• Source text:

Responsibilities of the Board of Directors and the Nomination and Compensation Committee

Article 21 of the Articles of Association1) of Luzerner Kantonalbank governs the key points of compensation paid to the Board of Directors and Article 24 of the Articles of Association1) governs the key points of compensation and terms of employment of the members of the Executive Board. The duties set out in the Articles of Association are further specified in the organisational and business regulations2) and in the delineation of powers, whereby the relevant points in connection with stock corporation law3) (CO), the ‘Directive on Information Relating to Corporate Governance’ (DCG)4) of the Swiss Stock Exchange as well as FINMA Circular 2017/01 ‘Corporate governance – banks’5) and the FINMA Ordinance on Disclosure Obligations of Banks and Securities Dealers
(DisO-FINMA) are included in this report.

Pursuant to Article 23 of the Articles of Association1), committees of the Board of Directors may be formed. There is a Nomination and Compensation Committee (NCC-BoD), an Audit and Finance Committee (AFC-BoD) and a Risk and Strategy Committee (RSC-BoD). The tasks and duties addressed by stock corporation law3) are performed in particular by the NCC-BoD.

1) https://www.lukb.ch/ueber-uns/portraet/statuten
2) https://www.lukb.ch/ueber-uns/portraet/statuten
3) https://www.fedlex.admin.ch/eli/cc/27/317_321_377/en
4) https://www.ser-ag.com/en/topics/corporate-reporting.html
5) https://www.finma.ch/en/documentation/circulars/

The Board of Directors

The Board of Directors of LUKB is responsible for the corporate strategy. It determines the principles of strategy, organisation and financial planning and approves the framework concept for institution-wide risk management (risk policy). The Board of Directors nominates the members of the Board of Directors for the attention of the Annual General Meeting and elects the members of the Executive Board at the request of the NCC-BoD. At the request of the NCC-BoD, it approves the compensation regulations and proposes to the Annual General Meeting the maximum amounts of compensation to be paid to the Board of Directors and the Executive Board. The Board of Directors also prepares the Annual General Meeting and implements its resolutions.

Nomination and Compensation Committee (NCC-BoD)

The NCC-BoD supports the Board of Directors in its non-transferable and inalienable duties pursuant to Article 716a CO1). The duties of the NCC-BoD are governed by regulations adopted by the Board of Directors, which are reviewed periodically for topicality. In doing so, the NCC-BoD prepares the resolutions of the Board of Directors within the scope of the delineation of powers and makes implementation decisions. The NCC-BoD has the following duties in particular:

1) https://www.fedlex.admin.ch/eli/cc/27/317_321_377/en

Compensation policy

  • Supporting the Board of Directors in determining and reviewing the compensation policy
  • Supporting the Board of Directors in determining and reviewing the compensation system for the Board of Directors and the Executive Board
  • Preparing the proposals of the Board of Directors to the Annual General Meeting on the compensation of the Board of Directors and the Executive Board
  • Supporting the Board of Directors in preparing the Compensation Report
  • Annually determining the salary policy for LUKB staff in the form of an implementation decision

Human resources policy

  • Strategic human resources planning for the Board of Directors and the Executive Board
  • Defining the selection profiles, nominating the members of the Board of Directors and selecting the Executive Board (in both cases subject to approval by FINMA). This can be conducted in collaboration with an external executive search company.

• Listing:
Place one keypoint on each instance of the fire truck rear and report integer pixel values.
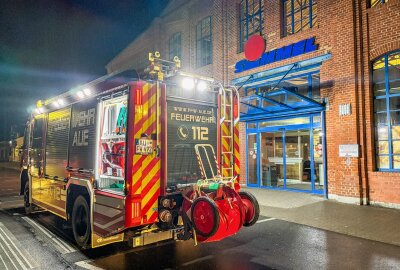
(139, 160)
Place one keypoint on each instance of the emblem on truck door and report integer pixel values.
(183, 132)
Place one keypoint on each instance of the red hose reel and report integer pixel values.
(218, 214)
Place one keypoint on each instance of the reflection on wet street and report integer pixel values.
(46, 242)
(273, 244)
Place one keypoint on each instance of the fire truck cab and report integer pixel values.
(128, 159)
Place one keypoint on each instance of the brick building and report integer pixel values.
(320, 107)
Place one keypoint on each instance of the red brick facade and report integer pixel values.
(351, 32)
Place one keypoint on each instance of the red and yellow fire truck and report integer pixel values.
(128, 159)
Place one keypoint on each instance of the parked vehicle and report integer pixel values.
(142, 161)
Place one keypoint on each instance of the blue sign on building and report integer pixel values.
(292, 50)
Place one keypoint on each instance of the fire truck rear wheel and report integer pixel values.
(205, 216)
(252, 208)
(28, 206)
(81, 221)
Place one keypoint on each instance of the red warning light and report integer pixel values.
(254, 47)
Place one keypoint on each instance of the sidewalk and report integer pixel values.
(10, 165)
(369, 222)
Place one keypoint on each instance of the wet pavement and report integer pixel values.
(46, 243)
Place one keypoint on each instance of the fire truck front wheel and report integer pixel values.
(28, 206)
(81, 221)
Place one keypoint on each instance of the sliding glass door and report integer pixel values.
(287, 156)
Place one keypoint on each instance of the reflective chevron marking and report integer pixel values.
(146, 169)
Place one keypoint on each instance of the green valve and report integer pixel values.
(213, 186)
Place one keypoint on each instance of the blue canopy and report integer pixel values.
(280, 102)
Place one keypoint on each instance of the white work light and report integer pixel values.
(56, 105)
(187, 83)
(80, 94)
(201, 85)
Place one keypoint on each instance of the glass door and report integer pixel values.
(319, 175)
(272, 169)
(252, 178)
(298, 159)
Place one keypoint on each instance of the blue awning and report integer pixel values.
(280, 102)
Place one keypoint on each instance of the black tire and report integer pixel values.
(214, 214)
(28, 206)
(81, 222)
(250, 197)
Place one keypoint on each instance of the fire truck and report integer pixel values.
(124, 158)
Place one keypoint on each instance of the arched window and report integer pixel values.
(251, 13)
(298, 15)
(386, 85)
(175, 46)
(204, 42)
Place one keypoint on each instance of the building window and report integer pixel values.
(175, 46)
(377, 2)
(298, 15)
(386, 86)
(251, 12)
(204, 42)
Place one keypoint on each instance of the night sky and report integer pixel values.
(49, 46)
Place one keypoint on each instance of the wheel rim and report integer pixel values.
(81, 221)
(203, 217)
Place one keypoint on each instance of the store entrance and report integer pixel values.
(287, 156)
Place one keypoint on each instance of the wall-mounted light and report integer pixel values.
(201, 85)
(80, 94)
(187, 83)
(87, 91)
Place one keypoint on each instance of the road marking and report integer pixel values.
(4, 262)
(8, 255)
(198, 260)
(86, 264)
(5, 235)
(63, 246)
(265, 220)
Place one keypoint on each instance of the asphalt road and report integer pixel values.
(44, 241)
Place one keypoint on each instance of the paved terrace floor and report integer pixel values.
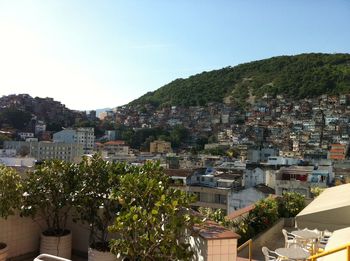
(257, 255)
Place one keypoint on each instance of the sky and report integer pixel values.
(105, 53)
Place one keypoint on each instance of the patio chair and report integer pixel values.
(288, 238)
(270, 255)
(322, 242)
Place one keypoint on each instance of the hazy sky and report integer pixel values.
(96, 54)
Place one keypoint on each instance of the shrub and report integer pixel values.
(10, 191)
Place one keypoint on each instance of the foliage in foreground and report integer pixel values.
(50, 192)
(154, 221)
(10, 191)
(92, 204)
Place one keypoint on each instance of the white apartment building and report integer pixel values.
(44, 150)
(83, 136)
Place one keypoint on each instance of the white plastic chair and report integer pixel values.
(270, 255)
(288, 238)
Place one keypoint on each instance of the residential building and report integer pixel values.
(160, 146)
(44, 150)
(294, 179)
(83, 136)
(338, 151)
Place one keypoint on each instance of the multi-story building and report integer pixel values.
(160, 146)
(43, 150)
(83, 136)
(338, 152)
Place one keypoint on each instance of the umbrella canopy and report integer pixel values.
(330, 210)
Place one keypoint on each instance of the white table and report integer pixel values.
(305, 234)
(295, 253)
(306, 237)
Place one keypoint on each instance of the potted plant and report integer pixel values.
(10, 198)
(93, 204)
(49, 193)
(154, 219)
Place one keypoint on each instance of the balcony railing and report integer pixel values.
(248, 243)
(332, 251)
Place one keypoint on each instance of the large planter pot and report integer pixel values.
(96, 255)
(3, 251)
(57, 245)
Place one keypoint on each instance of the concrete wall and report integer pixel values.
(214, 249)
(22, 235)
(266, 238)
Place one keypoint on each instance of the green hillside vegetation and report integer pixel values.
(299, 76)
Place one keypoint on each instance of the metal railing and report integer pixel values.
(245, 244)
(332, 251)
(50, 257)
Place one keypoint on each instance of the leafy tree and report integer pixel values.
(50, 192)
(10, 191)
(154, 219)
(92, 202)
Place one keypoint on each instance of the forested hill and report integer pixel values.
(299, 76)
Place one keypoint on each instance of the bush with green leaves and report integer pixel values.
(93, 203)
(154, 220)
(50, 191)
(290, 204)
(10, 191)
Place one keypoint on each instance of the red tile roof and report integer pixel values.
(212, 230)
(240, 212)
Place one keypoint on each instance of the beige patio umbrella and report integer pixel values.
(330, 210)
(339, 238)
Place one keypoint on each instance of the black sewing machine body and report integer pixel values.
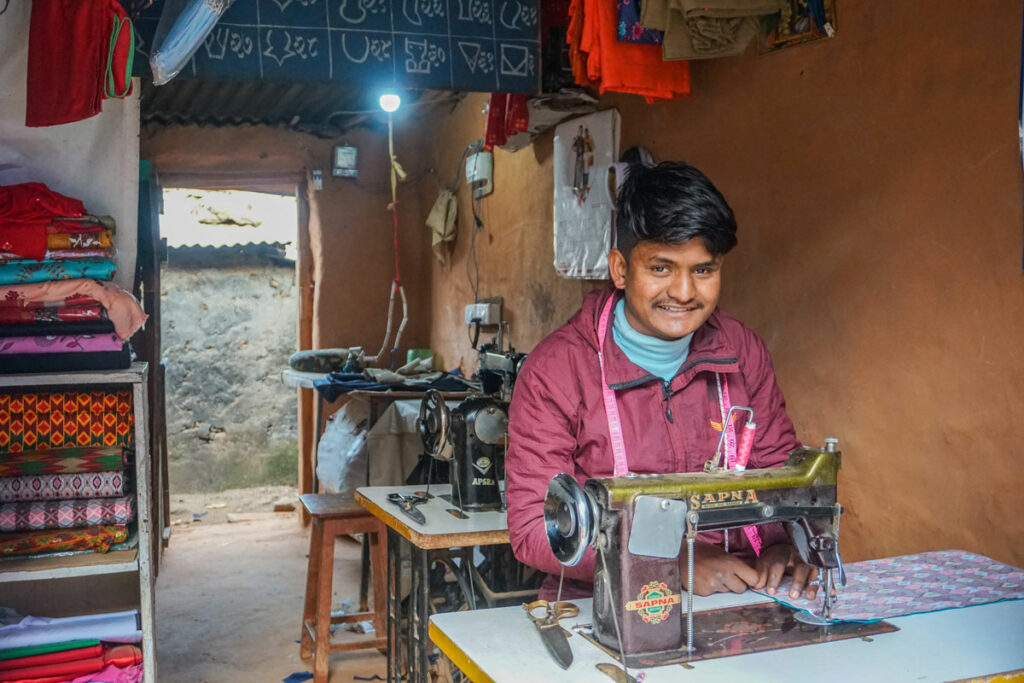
(639, 523)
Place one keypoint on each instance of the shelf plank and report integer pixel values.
(115, 561)
(133, 375)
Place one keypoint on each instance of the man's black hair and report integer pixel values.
(672, 203)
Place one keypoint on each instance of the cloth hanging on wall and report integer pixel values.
(441, 221)
(585, 148)
(627, 67)
(80, 52)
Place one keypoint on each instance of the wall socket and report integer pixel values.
(484, 312)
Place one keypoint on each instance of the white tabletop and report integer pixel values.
(441, 529)
(502, 644)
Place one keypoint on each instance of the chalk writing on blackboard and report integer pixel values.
(480, 45)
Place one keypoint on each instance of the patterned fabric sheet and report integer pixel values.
(38, 515)
(57, 486)
(98, 539)
(16, 272)
(60, 344)
(62, 419)
(914, 585)
(62, 461)
(23, 314)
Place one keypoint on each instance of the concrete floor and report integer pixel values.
(229, 603)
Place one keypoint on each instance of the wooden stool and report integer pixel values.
(331, 518)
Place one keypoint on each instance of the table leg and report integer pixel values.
(418, 635)
(393, 606)
(317, 432)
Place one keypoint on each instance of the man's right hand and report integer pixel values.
(717, 571)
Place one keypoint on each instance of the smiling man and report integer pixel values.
(670, 365)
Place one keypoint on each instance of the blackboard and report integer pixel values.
(476, 45)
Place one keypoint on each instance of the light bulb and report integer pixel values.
(390, 101)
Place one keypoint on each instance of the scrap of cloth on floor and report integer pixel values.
(98, 539)
(18, 631)
(914, 585)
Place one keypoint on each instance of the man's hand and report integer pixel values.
(717, 571)
(780, 559)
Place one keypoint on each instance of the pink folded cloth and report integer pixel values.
(122, 308)
(61, 344)
(113, 675)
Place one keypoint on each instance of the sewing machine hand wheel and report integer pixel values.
(433, 422)
(569, 518)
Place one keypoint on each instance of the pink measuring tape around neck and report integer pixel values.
(621, 466)
(620, 463)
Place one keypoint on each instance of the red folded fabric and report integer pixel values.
(120, 655)
(52, 657)
(35, 204)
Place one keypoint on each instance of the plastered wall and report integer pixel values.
(877, 181)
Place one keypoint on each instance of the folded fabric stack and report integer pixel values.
(74, 649)
(64, 485)
(55, 315)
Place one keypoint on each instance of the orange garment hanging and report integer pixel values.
(625, 67)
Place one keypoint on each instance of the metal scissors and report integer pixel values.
(408, 505)
(552, 634)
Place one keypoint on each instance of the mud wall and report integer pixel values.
(877, 181)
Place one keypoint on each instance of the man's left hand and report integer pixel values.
(781, 559)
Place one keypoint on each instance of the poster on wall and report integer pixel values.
(585, 150)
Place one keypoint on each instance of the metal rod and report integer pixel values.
(690, 536)
(614, 614)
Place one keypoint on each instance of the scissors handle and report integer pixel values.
(552, 611)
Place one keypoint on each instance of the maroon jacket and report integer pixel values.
(557, 422)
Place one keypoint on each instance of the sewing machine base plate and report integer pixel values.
(732, 631)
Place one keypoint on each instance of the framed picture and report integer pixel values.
(800, 22)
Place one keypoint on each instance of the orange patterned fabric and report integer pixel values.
(98, 539)
(632, 68)
(55, 420)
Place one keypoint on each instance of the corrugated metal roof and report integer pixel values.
(201, 256)
(326, 110)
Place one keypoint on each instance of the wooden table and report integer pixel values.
(503, 645)
(441, 532)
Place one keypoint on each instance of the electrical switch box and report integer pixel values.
(483, 312)
(480, 174)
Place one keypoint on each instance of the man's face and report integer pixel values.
(671, 290)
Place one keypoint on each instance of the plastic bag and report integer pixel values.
(182, 28)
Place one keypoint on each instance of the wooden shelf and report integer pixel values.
(40, 568)
(133, 375)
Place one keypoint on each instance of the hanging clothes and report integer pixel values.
(80, 51)
(629, 68)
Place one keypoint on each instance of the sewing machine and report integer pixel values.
(637, 524)
(473, 434)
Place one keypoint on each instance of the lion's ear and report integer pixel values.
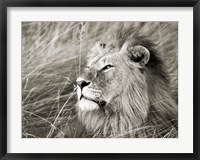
(138, 54)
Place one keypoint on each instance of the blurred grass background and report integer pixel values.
(53, 55)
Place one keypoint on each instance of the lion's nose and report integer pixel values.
(81, 82)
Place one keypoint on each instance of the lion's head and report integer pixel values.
(124, 87)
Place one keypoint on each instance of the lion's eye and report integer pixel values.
(107, 67)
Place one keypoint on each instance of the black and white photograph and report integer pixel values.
(99, 79)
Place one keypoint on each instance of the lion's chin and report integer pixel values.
(85, 104)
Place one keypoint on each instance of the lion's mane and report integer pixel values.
(143, 110)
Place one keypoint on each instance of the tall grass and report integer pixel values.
(53, 55)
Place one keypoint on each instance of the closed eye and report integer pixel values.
(107, 67)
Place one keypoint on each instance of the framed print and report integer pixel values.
(99, 79)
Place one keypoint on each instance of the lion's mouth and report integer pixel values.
(100, 103)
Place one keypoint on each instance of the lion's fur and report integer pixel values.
(146, 107)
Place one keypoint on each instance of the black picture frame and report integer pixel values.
(4, 4)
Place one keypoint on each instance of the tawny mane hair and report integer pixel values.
(146, 108)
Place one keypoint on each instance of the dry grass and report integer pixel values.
(53, 54)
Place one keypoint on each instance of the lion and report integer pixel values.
(124, 90)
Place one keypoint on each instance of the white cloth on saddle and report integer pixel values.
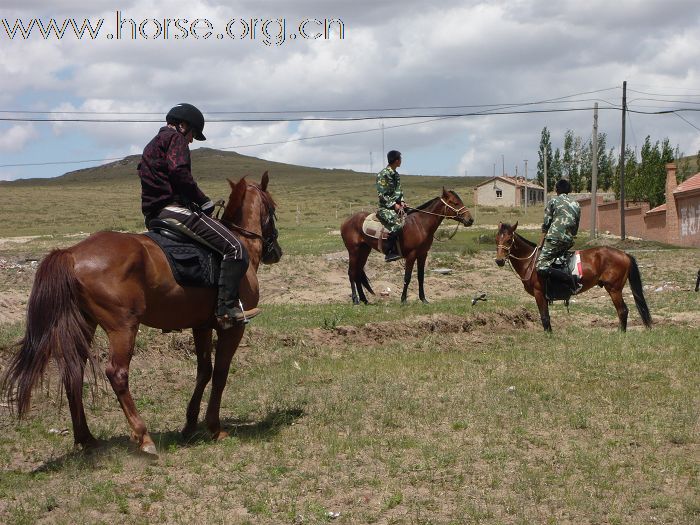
(372, 227)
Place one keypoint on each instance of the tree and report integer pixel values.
(545, 149)
(649, 184)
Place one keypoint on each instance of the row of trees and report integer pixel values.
(645, 174)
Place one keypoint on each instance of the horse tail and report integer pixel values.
(635, 280)
(364, 281)
(56, 327)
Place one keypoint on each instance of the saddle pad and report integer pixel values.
(570, 261)
(373, 228)
(191, 264)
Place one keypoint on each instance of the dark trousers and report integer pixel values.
(212, 231)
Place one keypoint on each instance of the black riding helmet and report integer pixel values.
(188, 113)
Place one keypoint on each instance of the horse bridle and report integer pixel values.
(268, 242)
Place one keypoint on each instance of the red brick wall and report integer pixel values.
(689, 215)
(655, 227)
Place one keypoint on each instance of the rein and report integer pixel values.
(530, 267)
(454, 217)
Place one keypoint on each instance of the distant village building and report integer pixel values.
(677, 221)
(508, 191)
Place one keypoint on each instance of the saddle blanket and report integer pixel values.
(192, 264)
(570, 261)
(373, 228)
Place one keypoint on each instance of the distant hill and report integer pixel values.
(210, 164)
(108, 196)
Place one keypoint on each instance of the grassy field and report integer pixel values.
(388, 414)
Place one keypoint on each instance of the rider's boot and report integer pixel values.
(392, 252)
(229, 309)
(564, 277)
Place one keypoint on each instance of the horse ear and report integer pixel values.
(238, 190)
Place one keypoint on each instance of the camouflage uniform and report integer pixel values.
(560, 226)
(389, 192)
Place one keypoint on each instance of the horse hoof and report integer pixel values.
(220, 435)
(189, 431)
(149, 449)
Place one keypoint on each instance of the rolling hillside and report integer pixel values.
(108, 196)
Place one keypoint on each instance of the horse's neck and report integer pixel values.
(248, 218)
(434, 216)
(521, 249)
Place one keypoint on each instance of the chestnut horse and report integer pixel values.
(607, 267)
(119, 281)
(415, 240)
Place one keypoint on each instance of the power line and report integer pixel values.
(313, 111)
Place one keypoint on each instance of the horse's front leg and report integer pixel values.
(543, 307)
(228, 341)
(410, 260)
(121, 349)
(202, 345)
(421, 275)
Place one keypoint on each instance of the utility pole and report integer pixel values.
(383, 150)
(622, 162)
(526, 188)
(544, 158)
(594, 172)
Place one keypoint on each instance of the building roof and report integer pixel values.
(518, 182)
(693, 183)
(658, 209)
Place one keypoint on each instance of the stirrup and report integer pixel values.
(240, 315)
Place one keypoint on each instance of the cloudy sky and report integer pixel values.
(412, 59)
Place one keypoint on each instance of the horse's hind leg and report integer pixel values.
(202, 345)
(226, 345)
(421, 276)
(407, 277)
(363, 252)
(121, 349)
(620, 306)
(543, 307)
(74, 393)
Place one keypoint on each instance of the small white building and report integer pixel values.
(508, 191)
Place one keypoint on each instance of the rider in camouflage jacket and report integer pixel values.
(390, 202)
(560, 226)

• Task instructions:
1. Answer these about the text on board and committee duties:
(a) Which article of the Articles of Association governs the key points of compensation paid to the Board of Directors?
(b) Besides the Nomination and Compensation Committee, which two committees of the Board of Directors exist?
(c) Under the human resources policy duties, whose approval are the nomination of Board members and the selection of the Executive Board subject to?
2. Print the stretch of the text on board and committee duties from "The Board of Directors of" through "implements its resolutions.".

• The solutions:
1.
(a) Article 21
(b) The Audit and Finance Committee (AFC-BoD) and the Risk and Strategy Committee (RSC-BoD)
(c) FINMA

2.
The Board of Directors of LUKB is responsible for the corporate strategy. It determines the principles of strategy, organisation and financial planning and approves the framework concept for institution-wide risk management (risk policy). The Board of Directors nominates the members of the Board of Directors for the attention of the Annual General Meeting and elects the members of the Executive Board at the request of the NCC-BoD. At the request of the NCC-BoD, it approves the compensation regulations and proposes to the Annual General Meeting the maximum amounts of compensation to be paid to the Board of Directors and the Executive Board. The Board of Directors also prepares the Annual General Meeting and implements its resolutions.